◆ **Do this**: Write out everything in the listing below, from the line containing "Would you mind marking the dark cloud" down to the end of the listing, requests included, and move each coordinate in the answers by adding -74 to every number. Leave the pictures out of your answer.
-------- Records
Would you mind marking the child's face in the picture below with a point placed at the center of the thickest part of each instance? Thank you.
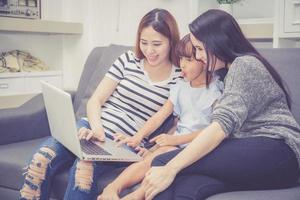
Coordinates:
(191, 69)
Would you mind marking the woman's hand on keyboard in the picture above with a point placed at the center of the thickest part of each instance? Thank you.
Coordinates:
(87, 134)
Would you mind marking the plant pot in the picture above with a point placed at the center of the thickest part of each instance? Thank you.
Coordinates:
(226, 7)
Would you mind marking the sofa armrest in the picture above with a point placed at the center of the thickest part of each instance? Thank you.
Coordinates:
(29, 121)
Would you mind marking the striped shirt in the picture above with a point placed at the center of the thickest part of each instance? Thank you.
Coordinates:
(136, 98)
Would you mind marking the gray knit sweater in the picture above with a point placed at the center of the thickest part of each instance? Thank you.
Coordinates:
(254, 105)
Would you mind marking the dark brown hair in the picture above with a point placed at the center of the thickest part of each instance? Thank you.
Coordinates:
(223, 38)
(184, 48)
(164, 23)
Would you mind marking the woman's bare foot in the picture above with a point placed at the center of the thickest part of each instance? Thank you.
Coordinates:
(138, 194)
(109, 192)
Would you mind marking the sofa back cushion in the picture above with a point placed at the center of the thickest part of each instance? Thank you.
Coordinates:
(287, 64)
(97, 64)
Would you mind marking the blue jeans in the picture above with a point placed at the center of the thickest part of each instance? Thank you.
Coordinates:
(63, 158)
(256, 163)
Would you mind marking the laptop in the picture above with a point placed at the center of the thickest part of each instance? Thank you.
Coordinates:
(63, 128)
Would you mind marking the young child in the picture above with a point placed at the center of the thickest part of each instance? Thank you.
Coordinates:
(191, 100)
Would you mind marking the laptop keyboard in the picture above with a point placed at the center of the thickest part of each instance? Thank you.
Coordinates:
(91, 148)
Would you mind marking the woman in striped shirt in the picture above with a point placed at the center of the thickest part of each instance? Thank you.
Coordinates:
(134, 88)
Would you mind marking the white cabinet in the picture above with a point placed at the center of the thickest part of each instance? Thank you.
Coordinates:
(292, 16)
(27, 83)
(10, 84)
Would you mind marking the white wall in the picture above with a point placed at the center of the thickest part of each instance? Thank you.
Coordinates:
(110, 21)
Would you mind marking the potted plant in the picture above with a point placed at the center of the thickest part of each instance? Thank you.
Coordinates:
(226, 5)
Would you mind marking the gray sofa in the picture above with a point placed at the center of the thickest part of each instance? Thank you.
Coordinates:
(22, 129)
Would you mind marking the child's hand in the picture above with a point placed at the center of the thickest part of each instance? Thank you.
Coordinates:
(133, 141)
(165, 140)
(143, 152)
(87, 134)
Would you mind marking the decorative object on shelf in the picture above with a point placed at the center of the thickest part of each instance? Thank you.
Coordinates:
(21, 8)
(226, 5)
(20, 61)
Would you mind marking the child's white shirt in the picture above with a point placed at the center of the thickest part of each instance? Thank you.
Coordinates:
(193, 106)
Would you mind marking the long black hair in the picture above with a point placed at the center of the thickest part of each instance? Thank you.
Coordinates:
(223, 39)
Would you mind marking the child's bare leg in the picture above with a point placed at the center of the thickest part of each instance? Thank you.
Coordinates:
(139, 193)
(129, 177)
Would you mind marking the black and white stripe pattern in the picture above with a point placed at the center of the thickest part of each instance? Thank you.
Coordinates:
(136, 98)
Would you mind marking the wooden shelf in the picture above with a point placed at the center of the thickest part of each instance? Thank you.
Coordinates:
(39, 26)
(257, 28)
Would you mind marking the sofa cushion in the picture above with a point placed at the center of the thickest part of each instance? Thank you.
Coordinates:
(93, 73)
(287, 194)
(287, 64)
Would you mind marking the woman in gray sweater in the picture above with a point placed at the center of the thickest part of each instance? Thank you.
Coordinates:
(253, 141)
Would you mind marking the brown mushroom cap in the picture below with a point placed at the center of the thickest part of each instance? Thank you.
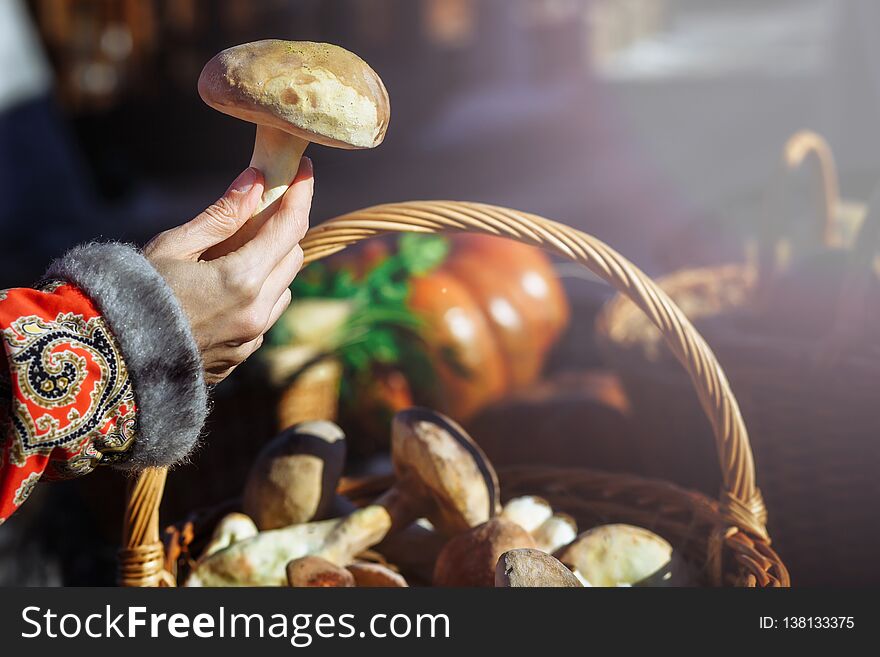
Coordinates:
(620, 555)
(293, 479)
(434, 458)
(469, 559)
(314, 572)
(375, 575)
(316, 91)
(524, 567)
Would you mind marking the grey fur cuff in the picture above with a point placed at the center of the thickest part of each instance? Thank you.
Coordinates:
(154, 335)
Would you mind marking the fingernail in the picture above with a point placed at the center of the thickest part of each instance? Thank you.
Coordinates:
(245, 180)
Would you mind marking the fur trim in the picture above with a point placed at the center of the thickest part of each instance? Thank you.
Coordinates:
(157, 344)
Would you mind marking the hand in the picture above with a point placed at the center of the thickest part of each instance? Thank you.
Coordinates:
(231, 301)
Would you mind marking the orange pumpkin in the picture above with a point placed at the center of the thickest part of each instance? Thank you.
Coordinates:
(464, 351)
(497, 307)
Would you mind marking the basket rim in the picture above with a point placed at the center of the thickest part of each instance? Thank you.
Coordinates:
(749, 559)
(741, 504)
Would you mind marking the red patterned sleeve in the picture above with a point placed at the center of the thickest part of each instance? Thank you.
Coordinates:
(66, 400)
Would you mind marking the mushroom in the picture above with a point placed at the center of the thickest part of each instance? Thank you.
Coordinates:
(469, 559)
(619, 555)
(262, 559)
(296, 92)
(414, 550)
(315, 572)
(233, 527)
(441, 474)
(558, 530)
(527, 568)
(294, 477)
(528, 511)
(375, 575)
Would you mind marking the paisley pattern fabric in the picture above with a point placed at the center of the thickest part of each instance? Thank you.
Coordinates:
(66, 400)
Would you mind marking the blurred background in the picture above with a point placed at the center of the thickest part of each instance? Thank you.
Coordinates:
(655, 125)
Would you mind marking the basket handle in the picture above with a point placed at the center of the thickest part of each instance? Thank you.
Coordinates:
(800, 146)
(741, 502)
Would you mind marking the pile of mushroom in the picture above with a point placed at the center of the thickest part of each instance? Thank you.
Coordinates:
(441, 523)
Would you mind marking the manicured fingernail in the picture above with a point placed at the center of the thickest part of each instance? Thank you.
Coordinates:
(245, 180)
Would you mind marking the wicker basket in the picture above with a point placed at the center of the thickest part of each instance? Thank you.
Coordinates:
(809, 398)
(727, 538)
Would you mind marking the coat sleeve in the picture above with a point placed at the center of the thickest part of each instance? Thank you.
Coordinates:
(100, 368)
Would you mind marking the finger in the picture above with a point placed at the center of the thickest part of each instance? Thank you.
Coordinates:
(282, 276)
(280, 306)
(284, 229)
(233, 356)
(222, 218)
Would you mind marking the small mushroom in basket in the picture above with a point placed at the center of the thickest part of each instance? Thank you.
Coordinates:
(441, 475)
(555, 532)
(527, 511)
(297, 92)
(375, 575)
(262, 559)
(414, 550)
(620, 555)
(469, 559)
(233, 527)
(527, 568)
(293, 479)
(315, 572)
(534, 514)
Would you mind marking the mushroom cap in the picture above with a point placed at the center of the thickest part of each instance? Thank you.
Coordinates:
(619, 555)
(294, 477)
(434, 458)
(528, 511)
(469, 559)
(315, 572)
(557, 531)
(525, 567)
(375, 575)
(316, 91)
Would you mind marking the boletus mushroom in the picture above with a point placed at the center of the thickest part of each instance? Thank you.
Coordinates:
(315, 572)
(528, 511)
(469, 559)
(296, 92)
(441, 474)
(527, 568)
(262, 559)
(619, 555)
(375, 575)
(558, 530)
(294, 477)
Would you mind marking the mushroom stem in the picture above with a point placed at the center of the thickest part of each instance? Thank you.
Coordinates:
(276, 155)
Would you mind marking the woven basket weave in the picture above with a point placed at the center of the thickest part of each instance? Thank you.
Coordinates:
(727, 538)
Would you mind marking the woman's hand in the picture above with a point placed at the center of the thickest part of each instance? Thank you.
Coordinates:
(233, 300)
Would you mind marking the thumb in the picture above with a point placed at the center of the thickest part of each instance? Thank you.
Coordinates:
(225, 216)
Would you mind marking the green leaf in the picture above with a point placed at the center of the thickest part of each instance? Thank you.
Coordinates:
(419, 254)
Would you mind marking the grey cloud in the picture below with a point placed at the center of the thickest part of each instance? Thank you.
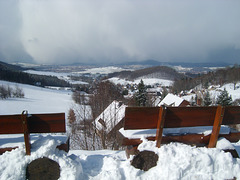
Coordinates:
(11, 48)
(58, 31)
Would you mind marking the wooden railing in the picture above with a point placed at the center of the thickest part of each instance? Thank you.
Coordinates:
(179, 117)
(32, 123)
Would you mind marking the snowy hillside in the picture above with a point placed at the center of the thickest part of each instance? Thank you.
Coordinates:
(37, 100)
(147, 81)
(176, 161)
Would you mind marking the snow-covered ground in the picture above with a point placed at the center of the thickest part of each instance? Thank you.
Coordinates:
(216, 91)
(36, 100)
(147, 81)
(176, 161)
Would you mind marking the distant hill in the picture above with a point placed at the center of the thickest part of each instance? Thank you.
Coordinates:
(15, 73)
(6, 66)
(160, 72)
(152, 62)
(218, 77)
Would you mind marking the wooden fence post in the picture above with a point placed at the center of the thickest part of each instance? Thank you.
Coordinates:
(26, 132)
(216, 127)
(160, 125)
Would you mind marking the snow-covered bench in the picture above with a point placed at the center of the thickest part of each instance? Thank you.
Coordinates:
(198, 126)
(16, 129)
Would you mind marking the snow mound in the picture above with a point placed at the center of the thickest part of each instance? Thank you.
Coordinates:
(14, 163)
(176, 161)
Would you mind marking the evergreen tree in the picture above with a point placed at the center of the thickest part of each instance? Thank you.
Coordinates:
(224, 99)
(141, 95)
(207, 99)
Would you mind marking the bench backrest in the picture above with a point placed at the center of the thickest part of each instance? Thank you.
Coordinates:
(177, 117)
(32, 123)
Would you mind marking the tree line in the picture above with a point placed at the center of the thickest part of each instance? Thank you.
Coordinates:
(15, 75)
(218, 77)
(9, 92)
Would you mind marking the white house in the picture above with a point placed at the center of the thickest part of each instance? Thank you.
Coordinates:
(174, 101)
(110, 117)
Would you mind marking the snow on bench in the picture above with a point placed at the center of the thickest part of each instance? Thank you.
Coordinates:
(16, 130)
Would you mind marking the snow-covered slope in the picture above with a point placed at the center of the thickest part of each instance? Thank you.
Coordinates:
(176, 161)
(147, 81)
(37, 100)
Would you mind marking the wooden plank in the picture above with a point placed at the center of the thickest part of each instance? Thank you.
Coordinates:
(141, 117)
(231, 115)
(147, 117)
(26, 132)
(11, 124)
(198, 140)
(3, 150)
(189, 116)
(216, 127)
(232, 137)
(47, 123)
(160, 124)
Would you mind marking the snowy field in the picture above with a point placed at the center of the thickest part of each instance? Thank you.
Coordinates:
(37, 100)
(149, 81)
(176, 161)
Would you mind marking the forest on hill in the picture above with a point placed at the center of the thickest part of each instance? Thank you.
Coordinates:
(161, 72)
(15, 73)
(218, 77)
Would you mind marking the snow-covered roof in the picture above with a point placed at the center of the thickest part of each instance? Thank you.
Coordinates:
(171, 100)
(110, 117)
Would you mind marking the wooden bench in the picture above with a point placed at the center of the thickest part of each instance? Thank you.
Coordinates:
(32, 123)
(178, 117)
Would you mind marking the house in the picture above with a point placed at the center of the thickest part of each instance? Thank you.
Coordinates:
(111, 118)
(173, 101)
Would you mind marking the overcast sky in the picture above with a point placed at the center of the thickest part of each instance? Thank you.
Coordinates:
(68, 31)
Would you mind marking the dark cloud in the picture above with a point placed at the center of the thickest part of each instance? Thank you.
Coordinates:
(11, 47)
(58, 31)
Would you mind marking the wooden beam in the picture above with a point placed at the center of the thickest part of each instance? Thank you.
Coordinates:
(26, 132)
(216, 127)
(160, 125)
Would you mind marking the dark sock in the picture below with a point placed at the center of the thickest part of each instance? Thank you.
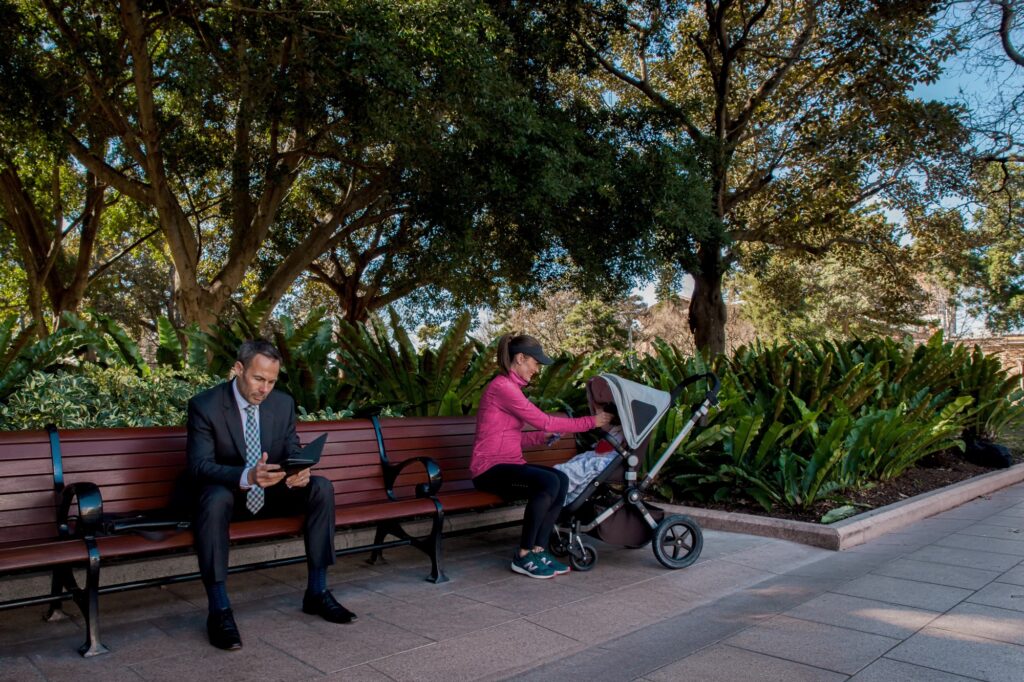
----------------
◆ **Output of the exercise**:
Would you mind marking the dark cloud in the picture above with a point placed at the center of the thickest part of each instance? Thank you.
Coordinates:
(-63, -27)
(-16, -43)
Would you mind marking the wooden beam in the picture above with a point placed at the center of the thickest part of each instance? Thank you.
Coordinates:
(-48, 58)
(142, 53)
(86, 51)
Would you mind marking the dark sock in the picture below with a point placed at the center of the thickest part of each instance? Thank you.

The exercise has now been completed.